El fanatismo por los animales, eso sí, debería darle inmejorable lugar al ratón, tan despreciado pero tan necesario a la hora de ponerse al servicio de la humanidad. Colaboran sin chistar ni pedir mimos para lanzar vacunas, mejorar tratamientos, anticipar fecundas líneas investigativas, pero curiosamente son despreciados por unos animalistas que gastan plata y cariño en domesticar esos chuchos que ni siquiera te van a echar una mano cuando estés resfriado.

Tiempo atrás, el Colegio de Veterinarios de la Provincia lanzo una advertencia: “No humanizar a las mascotas, porque atenta contra la autonomía, rasgos y necesidades del animal. Los animales con los que convivimos son parte de la familia y en ocasiones con la intención de demostrar el cariño, se cae en el error de humanizarlos”, alertaron desde la entidad profesional, explicando que la humanización o antropomorfismo consiste en adoptar cualquier actitud que asigne emociones, características, actitudes e inteligencia típicas del ser humano a un animal”.

Los responsables del Colegio detallaban a modo de ejemplo que “a un perro humanizado se le restringe la expresión de conductas de su especie como oler otros animales, revolcarse en el pasto o escarbar para esconder algún objeto”. En su lugar, agregan, “se le asignan otras acciones propias de los humanos, como celebrar cumpleaños, llevar ropa o consumir alimentos no adecuados” para su naturaleza o salud.

Lo de los carpinchos de Nordelta fue casi un desembarco colonizador que le abrió los ojos a otros colegas montaraces

Al enumerar las “consecuencias de invisibilizar las necesidades físicas, afectivas o sociales de los animales en función de atribuirles acciones o características humanas”, los expertos explicaron que éstas “varían desde trastornos en la conducta hasta problemas como irritabilidad, agresión, hiperapego, alteraciones de salud derivadas de una alimentación inadecuada para su especie (obesidad), estrés por falta de enriquecimiento ambiental o por imposibilidad de mostrar su comportamiento natural, o inseguridad por falta de sociabilización”. Fin del documento.

Consignas —
**1)** Enumera las conductas propias de su especie que, según el texto sobre la humanización de mascotas, se le restringen a un perro humanizado.
**2)** Según el texto sobre la humanización de mascotas, ¿en qué consiste la humanización o antropomorfismo?
**3)** Redacta la continuación del texto sobre la humanización de mascotas a partir del punto en que termina.
Para resolver las consignas no hace falta consultar las líneas.

Sección de datos —
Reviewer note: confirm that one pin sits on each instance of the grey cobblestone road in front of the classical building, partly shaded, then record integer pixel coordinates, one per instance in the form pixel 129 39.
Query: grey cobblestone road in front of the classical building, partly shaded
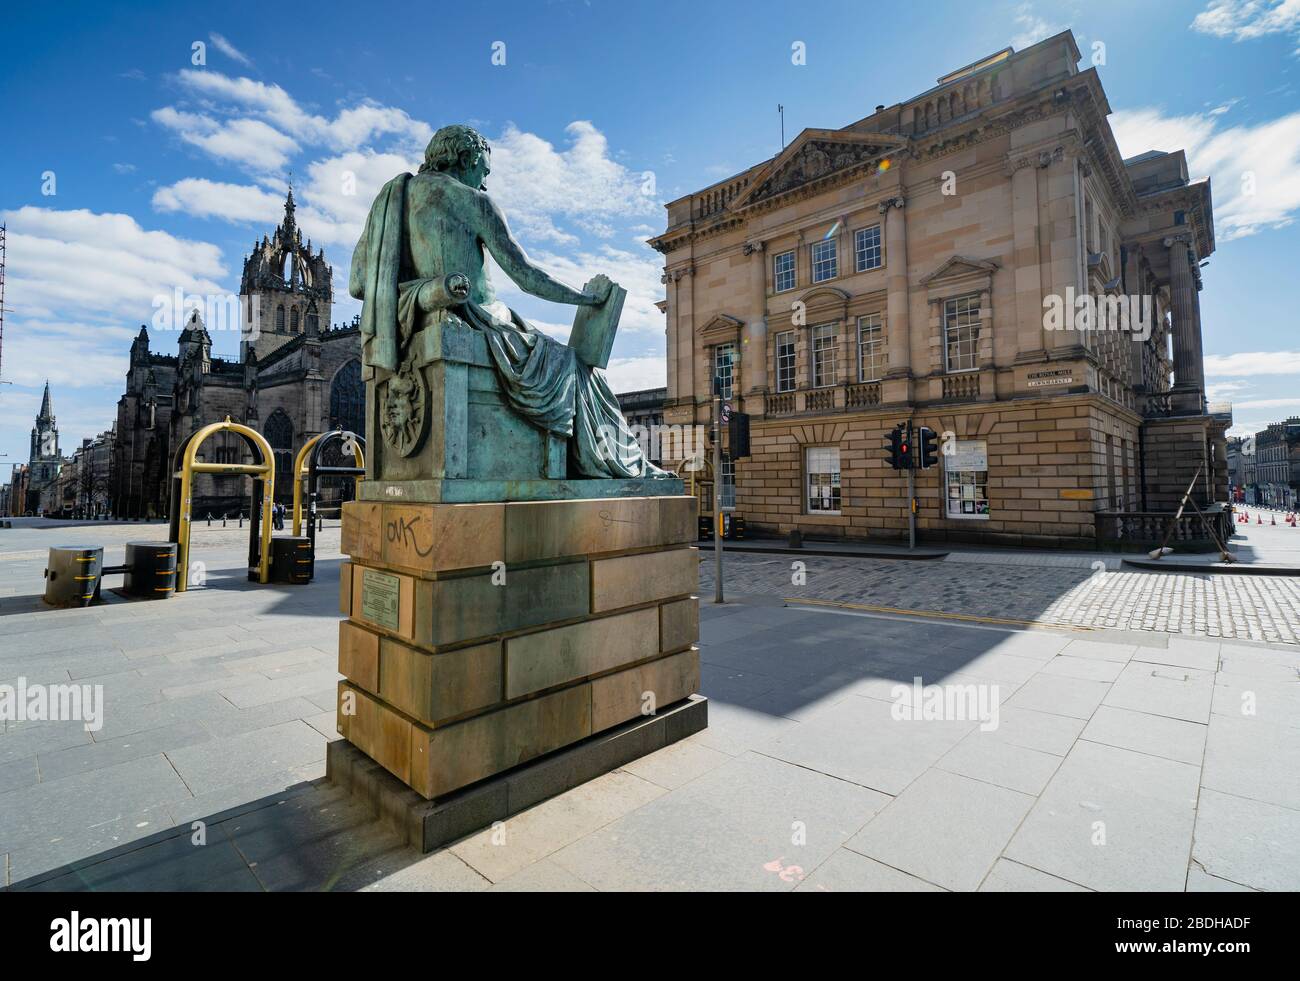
pixel 1240 607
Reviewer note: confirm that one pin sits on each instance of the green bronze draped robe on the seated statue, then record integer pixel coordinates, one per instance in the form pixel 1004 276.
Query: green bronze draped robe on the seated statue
pixel 543 380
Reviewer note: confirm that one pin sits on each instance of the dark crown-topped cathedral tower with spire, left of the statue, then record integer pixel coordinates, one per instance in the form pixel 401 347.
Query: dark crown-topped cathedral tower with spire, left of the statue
pixel 287 290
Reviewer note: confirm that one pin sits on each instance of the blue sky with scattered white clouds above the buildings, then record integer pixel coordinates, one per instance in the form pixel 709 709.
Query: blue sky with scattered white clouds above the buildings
pixel 166 172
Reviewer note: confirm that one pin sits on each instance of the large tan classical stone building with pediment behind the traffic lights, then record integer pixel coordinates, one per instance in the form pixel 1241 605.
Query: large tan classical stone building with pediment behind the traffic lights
pixel 929 263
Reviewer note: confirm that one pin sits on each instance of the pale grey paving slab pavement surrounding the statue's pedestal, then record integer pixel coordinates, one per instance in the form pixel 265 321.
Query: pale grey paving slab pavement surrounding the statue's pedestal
pixel 1120 759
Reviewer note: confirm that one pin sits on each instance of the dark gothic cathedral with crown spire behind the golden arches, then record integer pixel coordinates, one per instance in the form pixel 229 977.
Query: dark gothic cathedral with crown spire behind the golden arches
pixel 296 377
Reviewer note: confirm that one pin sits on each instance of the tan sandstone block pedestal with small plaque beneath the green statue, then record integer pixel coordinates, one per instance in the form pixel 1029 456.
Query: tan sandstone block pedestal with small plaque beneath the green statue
pixel 483 636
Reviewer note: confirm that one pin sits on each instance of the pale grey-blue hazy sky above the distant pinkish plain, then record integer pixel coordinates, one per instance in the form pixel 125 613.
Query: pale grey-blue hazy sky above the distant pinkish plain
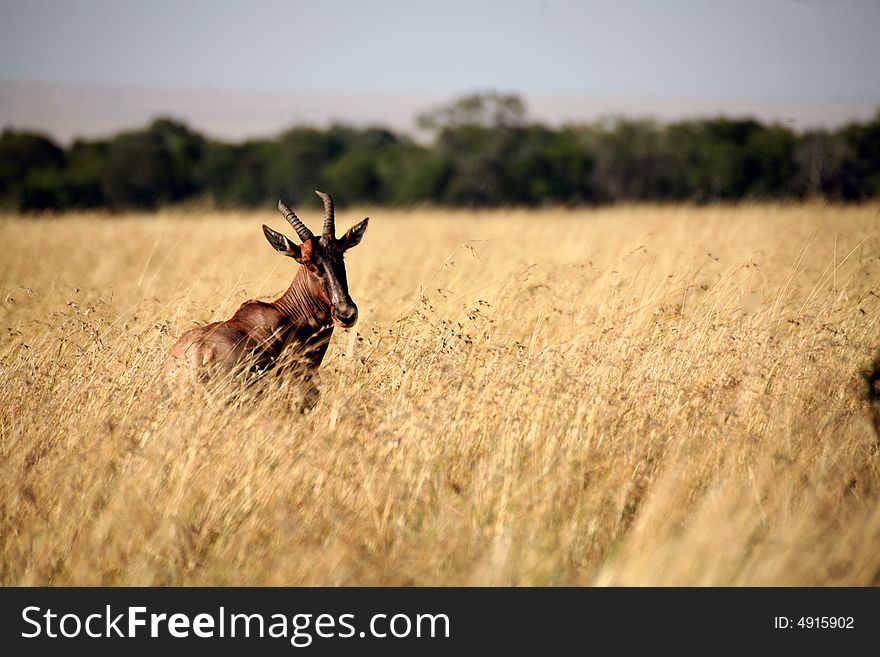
pixel 736 51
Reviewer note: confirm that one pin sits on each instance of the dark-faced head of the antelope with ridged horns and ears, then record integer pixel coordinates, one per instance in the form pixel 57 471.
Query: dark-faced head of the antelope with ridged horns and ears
pixel 322 257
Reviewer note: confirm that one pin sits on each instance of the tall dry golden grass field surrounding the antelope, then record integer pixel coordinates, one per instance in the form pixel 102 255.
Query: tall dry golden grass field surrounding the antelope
pixel 626 396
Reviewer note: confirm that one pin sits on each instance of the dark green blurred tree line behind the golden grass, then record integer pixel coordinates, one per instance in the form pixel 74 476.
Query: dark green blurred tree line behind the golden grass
pixel 483 151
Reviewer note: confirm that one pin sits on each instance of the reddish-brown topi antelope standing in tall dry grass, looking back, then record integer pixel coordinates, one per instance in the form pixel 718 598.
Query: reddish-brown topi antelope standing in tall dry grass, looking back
pixel 303 317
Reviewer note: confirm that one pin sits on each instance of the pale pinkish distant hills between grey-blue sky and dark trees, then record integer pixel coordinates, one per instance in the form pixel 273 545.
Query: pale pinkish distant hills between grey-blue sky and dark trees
pixel 68 112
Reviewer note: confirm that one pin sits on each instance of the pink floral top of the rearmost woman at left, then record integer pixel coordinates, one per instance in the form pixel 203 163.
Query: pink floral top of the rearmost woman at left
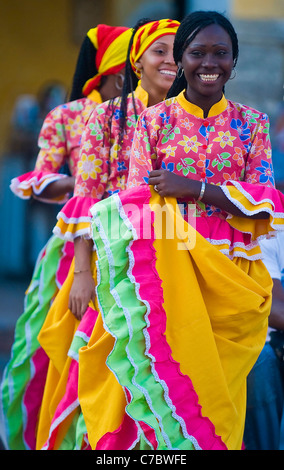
pixel 59 144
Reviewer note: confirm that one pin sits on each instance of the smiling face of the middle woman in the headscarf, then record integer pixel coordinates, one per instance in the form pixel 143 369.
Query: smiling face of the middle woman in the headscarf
pixel 157 65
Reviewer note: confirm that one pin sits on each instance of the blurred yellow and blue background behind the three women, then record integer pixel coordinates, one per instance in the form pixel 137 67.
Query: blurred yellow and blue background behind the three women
pixel 39 45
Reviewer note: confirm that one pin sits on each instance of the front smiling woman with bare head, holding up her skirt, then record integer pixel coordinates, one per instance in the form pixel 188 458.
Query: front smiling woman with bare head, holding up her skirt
pixel 185 317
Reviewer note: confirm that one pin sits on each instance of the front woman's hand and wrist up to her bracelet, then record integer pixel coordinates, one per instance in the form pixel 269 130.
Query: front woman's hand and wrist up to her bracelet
pixel 167 183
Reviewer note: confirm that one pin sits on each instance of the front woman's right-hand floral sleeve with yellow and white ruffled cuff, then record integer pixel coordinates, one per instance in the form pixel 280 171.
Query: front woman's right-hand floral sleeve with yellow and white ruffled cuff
pixel 257 192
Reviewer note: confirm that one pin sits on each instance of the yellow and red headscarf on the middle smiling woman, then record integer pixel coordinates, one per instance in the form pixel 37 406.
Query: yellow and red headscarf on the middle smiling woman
pixel 147 34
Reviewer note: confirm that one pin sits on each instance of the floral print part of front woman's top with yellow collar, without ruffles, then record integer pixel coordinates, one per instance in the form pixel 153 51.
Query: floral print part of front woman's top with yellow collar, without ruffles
pixel 232 143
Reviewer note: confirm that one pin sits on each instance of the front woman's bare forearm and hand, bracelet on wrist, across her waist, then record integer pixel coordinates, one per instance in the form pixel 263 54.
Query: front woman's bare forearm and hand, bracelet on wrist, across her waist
pixel 172 185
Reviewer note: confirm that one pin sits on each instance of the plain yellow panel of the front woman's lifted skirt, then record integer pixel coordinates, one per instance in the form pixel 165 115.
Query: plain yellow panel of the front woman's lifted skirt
pixel 216 321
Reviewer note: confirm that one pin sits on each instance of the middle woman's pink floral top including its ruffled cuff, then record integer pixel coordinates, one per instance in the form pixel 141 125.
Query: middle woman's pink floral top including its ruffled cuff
pixel 103 164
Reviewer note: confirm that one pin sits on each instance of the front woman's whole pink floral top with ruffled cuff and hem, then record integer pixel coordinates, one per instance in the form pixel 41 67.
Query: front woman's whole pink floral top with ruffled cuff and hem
pixel 230 148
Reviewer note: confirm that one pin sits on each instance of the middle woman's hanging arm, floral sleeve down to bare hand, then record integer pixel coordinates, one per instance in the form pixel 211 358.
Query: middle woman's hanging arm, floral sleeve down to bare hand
pixel 91 183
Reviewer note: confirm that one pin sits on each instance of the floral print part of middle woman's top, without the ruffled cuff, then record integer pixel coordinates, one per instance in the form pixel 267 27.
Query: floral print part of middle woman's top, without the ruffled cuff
pixel 104 157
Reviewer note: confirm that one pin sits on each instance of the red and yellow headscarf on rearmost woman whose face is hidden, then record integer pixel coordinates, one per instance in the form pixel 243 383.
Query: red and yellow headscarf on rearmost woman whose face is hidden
pixel 111 44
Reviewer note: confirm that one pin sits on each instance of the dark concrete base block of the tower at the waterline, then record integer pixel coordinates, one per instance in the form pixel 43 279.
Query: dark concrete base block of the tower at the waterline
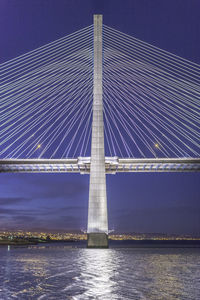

Respuestas —
**1)** Oler otros animales, revolcarse en el pasto y escarbar para esconder algún objeto.

**2)** En adoptar cualquier actitud que asigne emociones, características, actitudes e inteligencia típicas del ser humano a un animal.

**3)**
¿Está claro? Si el fanatismo del maquillaje perruno no afloja, van a tener que mandar los pichichos a una academia para que reaprendan a ladrar. Los veterinarios, con buenos propósitos y sobrados conocimientos, advierten que hay que seleccionar con mucho cuidado: si una familia quiere tener un perro con buenos modales, que alterne en la mesa y no deshaga la cama, entonces no se queje si cuando entra un ladrón le mueve la cola de bienvenida. Pasa como aquella condesa muy selectiva que cuando le preguntaron por qué mataba ciervos pero no jabalíes, respondió con calculado desgano: “Y bueno… una no puede estar en todo”.

Hace un año, un congresista propuso la Ley Conan, en homenaje a ese perro presidencial que le dio lecciones de cordura y estrategia a Milei. Los descabellados fundamentos de ese legislador apuntaban más a reverenciar que a cuidar los animales, que, obviamente, merecen respeto, buen trato, cariño y consideración. El proyecto, que afortunadamente no prosperó, pretendía honrar a Conan con una legislación sinuosa y exagerada que de alguna manera se emparentaba con aquel Chávez que se había reencarnado en un pajarito que aconsejaba (evidentemente, mal) a Maduro. Los dos casos extremaban la corrección política y se acomodaban malamente a un fanatismo animalista que tiene al atrevimiento de considerar a las mascotas, no como parte de la familia, que es entendible, sino como un “hijo” más, una aberración incomparable que, hijos al fin, como somos todos, deberíamos repudiar.

Si la corrección política sigue haciendo escuela y el fanatismo animalista avanza, dentro de unos años va a ser obligatorio tener mascota.